* Text section:
========

I’ve documented the emergence and rise of regional wholesale flower hubs for more than a decade — you’ve heard it all on the Slow Flowers Podcast!

We have witnessed, encouraged and featured on the Slow Flowers Podcast numerous other regional efforts to bring flowers from the field to the florist and consumer in innovative ways — from legal cooperatives to privately-held wholesaler operations; from casual meet-ups to marketing collectives.

My deepest ties are with the Seattle Wholesale Growers Market, a farmer-owned cooperative whose origins date to 2010 when a group of growers came together at a regional ASCFG meeting held at Charles Little & Co. in Eugene, Oregon. Fortunately, I was there and witnessed those first, ambitious, optimistic conversations that yielded what we here in Seattle enjoy today. At the time, there were only two other models to which the founders of Seattle Wholesale Growers Market could look: Oregon Flower Growers Association, which has a long history in the Portland market, having been founded in the 1940s; and Fair Field Flowers, a small but mighty collective of Wisconsin and Illinois growers serving Madison and Milwaukie florists. Fair Field Flowers ceased operating as a collective on January 1, 2019, but many of the flower farmers who participated still grow and sell flowers; just independently.

And now, we have a new example to highlight. Let’s welcome two of the founders of Old Dominion Flower Cooperative, a Washington, D.C.-area local flower cooperative.

Flowers for springtime at Old Dominion Flower Cooperative
Seasonal bouquets and growers’ bunches

My guests are Melissa Webster, founder, and Megan Wakefield, director of operations — two growers who are part of this group that launched publicly at the end of January.  Soon thereafter, Old Dominion joined Slow Flowers Society and reached out to introduce themselves. Here are some statistics from a few months ago — I wouldn’t be surprised if the numbers have grown in all categories:

Old Dominion Flower Cooperative is a community marketplace that brings together local growers, designers, and flower lovers by providing top-quality, seasonal, sustainable, diverse, and locally-grown cut flowers and foliages. They aim to make these floral products accessible to designers and the public, while also respecting the efforts of their local farming community.

========

* Given information:
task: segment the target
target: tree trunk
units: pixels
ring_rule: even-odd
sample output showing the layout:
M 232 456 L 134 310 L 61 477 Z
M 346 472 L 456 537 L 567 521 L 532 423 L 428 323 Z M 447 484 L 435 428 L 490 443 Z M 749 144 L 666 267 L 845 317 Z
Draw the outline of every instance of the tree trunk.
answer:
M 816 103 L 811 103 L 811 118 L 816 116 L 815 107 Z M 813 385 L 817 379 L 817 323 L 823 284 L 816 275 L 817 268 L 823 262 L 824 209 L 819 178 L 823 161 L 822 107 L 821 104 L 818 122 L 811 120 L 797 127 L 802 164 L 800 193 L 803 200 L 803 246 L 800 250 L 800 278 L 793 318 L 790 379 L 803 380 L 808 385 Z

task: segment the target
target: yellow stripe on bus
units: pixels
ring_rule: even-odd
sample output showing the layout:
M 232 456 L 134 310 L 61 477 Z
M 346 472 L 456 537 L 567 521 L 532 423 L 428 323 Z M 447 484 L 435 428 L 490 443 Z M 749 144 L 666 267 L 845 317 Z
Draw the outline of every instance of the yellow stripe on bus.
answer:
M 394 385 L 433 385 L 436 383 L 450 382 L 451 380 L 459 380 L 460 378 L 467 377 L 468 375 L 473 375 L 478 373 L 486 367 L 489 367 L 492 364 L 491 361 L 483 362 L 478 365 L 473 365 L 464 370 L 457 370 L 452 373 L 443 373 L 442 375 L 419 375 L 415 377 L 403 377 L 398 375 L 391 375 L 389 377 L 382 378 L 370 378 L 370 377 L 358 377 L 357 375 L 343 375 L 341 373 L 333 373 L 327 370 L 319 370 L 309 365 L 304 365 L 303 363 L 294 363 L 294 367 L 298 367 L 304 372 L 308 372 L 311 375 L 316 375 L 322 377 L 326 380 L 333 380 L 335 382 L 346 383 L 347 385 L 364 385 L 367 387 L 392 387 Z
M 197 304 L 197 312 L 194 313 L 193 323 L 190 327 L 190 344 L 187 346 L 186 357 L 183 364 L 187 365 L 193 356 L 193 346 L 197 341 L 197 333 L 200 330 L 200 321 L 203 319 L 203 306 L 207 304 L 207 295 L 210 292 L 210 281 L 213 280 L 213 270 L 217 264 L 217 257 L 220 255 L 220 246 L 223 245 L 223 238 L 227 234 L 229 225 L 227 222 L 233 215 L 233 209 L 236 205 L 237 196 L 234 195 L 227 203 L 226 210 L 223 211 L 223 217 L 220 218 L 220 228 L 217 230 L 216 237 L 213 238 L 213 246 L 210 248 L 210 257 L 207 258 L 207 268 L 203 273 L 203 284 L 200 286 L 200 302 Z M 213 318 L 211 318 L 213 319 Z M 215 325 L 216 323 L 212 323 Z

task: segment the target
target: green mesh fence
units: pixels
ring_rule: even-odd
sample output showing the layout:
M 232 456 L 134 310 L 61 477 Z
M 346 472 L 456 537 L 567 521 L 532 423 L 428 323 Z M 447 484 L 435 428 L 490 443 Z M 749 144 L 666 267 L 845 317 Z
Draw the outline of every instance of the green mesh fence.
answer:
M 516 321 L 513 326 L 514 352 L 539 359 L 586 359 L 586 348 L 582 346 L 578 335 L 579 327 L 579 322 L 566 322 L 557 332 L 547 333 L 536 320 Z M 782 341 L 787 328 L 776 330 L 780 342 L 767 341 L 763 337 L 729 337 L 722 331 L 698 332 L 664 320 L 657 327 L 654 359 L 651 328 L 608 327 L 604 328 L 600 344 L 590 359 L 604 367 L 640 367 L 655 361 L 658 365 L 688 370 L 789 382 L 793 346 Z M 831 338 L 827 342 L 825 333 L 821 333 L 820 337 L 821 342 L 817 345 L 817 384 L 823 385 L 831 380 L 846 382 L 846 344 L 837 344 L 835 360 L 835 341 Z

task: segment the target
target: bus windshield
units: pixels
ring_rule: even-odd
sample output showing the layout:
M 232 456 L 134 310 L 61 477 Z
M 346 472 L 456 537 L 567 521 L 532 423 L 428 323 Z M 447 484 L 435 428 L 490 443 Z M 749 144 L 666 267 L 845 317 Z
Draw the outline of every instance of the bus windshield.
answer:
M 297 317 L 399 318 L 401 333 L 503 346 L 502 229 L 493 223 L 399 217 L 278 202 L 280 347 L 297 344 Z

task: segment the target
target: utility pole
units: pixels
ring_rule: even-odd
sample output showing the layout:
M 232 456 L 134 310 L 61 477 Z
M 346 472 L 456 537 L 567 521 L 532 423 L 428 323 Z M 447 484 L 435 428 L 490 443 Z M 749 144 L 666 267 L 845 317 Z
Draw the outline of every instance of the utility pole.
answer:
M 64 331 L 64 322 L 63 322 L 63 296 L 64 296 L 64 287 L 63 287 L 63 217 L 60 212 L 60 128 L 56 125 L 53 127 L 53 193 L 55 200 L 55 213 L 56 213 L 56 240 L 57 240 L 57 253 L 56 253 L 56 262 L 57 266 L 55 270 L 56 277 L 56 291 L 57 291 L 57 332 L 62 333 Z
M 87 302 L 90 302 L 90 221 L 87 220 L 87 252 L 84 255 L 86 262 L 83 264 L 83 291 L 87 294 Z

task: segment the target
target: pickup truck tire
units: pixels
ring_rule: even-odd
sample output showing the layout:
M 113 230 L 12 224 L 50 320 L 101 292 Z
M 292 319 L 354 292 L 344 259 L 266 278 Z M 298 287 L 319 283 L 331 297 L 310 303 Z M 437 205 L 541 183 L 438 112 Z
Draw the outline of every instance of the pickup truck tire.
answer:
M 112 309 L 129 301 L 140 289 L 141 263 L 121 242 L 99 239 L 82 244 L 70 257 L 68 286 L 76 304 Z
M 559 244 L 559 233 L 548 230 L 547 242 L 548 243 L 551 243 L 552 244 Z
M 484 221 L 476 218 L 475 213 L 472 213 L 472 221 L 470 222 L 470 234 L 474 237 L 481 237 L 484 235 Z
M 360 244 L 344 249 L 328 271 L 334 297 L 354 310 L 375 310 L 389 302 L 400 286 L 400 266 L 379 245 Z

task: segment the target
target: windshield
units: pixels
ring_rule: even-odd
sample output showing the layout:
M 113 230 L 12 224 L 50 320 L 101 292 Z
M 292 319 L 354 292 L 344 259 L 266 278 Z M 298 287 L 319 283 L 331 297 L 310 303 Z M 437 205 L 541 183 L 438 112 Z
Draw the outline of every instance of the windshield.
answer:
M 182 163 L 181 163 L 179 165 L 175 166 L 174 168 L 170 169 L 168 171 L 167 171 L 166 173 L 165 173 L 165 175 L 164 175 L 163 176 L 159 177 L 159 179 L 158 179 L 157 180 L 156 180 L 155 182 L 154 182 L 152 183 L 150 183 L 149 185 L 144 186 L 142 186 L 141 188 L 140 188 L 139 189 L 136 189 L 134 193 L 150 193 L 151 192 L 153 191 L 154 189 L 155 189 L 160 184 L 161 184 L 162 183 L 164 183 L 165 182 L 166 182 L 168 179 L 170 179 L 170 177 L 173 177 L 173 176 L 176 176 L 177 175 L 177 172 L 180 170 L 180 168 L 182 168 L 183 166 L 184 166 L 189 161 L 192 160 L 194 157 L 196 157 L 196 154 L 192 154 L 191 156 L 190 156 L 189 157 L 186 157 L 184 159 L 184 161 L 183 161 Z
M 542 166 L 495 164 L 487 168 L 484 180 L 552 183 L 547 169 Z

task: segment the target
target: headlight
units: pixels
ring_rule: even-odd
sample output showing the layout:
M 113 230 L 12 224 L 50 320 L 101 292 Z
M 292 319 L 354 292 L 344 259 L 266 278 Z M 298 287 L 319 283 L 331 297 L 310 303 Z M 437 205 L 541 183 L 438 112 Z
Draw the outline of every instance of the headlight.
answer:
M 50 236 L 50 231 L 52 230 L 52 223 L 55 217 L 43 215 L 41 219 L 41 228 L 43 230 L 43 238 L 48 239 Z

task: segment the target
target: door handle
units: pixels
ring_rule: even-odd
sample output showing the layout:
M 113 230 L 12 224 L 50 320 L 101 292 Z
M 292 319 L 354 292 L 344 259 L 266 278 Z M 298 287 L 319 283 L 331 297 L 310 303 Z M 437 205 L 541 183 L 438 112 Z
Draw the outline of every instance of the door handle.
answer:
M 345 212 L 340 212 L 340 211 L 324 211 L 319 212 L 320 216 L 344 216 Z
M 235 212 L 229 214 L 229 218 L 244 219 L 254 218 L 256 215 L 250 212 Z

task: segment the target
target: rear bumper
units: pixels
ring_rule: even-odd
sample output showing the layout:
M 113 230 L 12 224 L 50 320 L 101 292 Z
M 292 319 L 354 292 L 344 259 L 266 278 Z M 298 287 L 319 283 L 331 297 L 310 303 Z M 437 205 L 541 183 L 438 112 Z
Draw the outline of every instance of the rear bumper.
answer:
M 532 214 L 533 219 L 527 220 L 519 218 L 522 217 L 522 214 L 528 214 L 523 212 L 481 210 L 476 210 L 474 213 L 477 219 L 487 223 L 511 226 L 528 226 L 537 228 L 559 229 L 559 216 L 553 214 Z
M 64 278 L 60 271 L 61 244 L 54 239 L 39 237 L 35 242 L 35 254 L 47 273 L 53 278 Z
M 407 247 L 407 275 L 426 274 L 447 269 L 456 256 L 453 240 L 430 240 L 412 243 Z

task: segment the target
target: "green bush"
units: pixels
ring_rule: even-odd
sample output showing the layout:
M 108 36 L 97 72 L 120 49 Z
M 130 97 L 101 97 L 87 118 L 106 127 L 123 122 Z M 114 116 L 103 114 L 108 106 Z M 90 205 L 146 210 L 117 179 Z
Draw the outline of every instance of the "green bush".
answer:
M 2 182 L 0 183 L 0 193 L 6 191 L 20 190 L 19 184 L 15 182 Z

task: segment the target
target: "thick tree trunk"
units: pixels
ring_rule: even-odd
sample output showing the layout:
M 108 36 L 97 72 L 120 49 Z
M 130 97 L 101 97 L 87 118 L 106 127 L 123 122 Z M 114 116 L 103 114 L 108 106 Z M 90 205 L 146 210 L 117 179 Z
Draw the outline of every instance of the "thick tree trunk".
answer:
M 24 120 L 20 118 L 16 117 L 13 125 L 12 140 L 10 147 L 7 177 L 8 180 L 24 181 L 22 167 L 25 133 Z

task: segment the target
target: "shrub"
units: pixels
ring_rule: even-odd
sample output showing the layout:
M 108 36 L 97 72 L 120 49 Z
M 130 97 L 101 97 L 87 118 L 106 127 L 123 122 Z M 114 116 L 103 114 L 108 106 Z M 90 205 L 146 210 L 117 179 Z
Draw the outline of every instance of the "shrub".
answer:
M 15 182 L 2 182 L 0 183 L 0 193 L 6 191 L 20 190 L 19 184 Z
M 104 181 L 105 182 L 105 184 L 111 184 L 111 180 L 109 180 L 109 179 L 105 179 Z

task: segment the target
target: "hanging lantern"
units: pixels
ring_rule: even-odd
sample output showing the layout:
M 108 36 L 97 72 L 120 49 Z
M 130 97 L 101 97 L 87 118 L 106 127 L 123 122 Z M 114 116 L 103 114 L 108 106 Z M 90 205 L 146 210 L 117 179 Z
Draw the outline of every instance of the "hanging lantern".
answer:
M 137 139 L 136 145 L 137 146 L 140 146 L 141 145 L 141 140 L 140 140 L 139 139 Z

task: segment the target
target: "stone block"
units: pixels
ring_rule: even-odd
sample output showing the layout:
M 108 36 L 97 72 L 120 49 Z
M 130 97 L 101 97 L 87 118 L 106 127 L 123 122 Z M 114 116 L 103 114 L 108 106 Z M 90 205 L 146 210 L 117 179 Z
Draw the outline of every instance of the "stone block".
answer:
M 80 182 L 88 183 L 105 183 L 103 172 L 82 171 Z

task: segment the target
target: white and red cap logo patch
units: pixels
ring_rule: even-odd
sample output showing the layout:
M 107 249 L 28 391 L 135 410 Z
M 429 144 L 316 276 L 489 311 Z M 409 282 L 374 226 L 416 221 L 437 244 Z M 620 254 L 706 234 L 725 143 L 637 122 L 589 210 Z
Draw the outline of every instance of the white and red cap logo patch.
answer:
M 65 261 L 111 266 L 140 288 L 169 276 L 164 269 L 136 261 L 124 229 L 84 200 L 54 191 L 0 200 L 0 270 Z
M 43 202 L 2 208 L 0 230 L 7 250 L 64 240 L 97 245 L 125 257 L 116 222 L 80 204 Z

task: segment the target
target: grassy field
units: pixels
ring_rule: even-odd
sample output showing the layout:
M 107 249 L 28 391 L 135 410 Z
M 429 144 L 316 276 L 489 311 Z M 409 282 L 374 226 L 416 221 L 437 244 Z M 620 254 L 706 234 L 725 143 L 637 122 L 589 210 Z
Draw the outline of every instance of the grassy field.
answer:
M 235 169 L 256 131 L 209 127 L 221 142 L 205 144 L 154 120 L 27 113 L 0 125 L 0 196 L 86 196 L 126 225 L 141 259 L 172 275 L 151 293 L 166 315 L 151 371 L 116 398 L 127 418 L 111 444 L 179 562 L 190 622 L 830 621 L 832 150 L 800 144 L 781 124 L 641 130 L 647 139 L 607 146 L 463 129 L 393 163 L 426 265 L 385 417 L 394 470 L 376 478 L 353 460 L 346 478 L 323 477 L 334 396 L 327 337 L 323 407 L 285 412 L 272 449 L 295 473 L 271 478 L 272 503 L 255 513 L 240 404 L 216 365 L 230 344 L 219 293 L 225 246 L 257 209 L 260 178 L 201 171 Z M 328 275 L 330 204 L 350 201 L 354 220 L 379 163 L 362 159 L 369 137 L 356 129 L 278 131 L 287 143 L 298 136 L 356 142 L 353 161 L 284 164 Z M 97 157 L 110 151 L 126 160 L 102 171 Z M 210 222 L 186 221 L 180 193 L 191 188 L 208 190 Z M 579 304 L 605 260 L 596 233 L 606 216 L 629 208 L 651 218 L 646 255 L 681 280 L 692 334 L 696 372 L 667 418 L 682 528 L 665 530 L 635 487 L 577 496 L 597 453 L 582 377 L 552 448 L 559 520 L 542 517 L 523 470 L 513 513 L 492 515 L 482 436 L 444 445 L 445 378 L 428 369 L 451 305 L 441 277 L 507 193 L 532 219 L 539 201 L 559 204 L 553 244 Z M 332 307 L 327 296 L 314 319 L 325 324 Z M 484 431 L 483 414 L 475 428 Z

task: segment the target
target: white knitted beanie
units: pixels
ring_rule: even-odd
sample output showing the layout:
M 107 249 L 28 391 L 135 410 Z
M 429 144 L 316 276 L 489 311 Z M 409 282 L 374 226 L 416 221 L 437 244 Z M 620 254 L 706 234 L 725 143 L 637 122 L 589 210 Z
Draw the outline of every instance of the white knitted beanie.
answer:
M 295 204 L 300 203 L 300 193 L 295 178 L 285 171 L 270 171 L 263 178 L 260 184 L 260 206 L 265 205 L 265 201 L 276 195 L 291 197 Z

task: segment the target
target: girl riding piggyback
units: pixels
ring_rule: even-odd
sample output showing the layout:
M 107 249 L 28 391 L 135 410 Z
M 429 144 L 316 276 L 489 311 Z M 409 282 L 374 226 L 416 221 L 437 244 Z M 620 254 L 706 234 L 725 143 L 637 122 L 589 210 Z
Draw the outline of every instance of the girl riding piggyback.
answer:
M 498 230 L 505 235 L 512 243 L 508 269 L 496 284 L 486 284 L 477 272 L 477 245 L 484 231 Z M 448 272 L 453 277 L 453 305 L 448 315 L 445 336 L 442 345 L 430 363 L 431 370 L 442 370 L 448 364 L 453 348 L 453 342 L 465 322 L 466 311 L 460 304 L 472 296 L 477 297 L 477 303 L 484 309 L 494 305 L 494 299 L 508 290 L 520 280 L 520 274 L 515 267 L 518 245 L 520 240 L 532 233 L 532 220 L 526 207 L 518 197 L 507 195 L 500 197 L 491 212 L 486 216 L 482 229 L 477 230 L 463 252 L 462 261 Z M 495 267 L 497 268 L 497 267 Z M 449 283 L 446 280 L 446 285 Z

========

* Goal of the exercise: Write the next part of the piece on regional wholesale flower hubs and Old Dominion Flower Cooperative, starting after its last sentence, above the records.

* Response below:
Flowers and people
Old Dominion Flower Cooperative is a community-based hub for growers and florists in Northern Virginia, West Verginia, Maryland and the Distirict of Columbia

Old Dominion Flower Cooperative started in the winter of 2020 with a series of conversations led by local flower growers and floral designers in the greater D.C.-area about how to fill a gap they saw in the local floral industry. They identified that a lot of fantastic flower growers in the area were having trouble breaking into the wholesale market and even more designers and flower shops that want to use local flowers but were having a hard time finding consistent sources of blooms.

With an emphasis on education and high-quality floral product Old Dominion started a six-week training program for member farmers in March. Taught by their mentor Barbara Lamborne from Greenstone Fields and Laura Beth Resnick from Butterbee Farm, topics covered include harvesting, quality control, growing for designers, and conditioning.

I’m excited to share this conversation with you today. Before we get started, let me tell you a little more about Megan Wakefield (left) and Melissa Webster (right)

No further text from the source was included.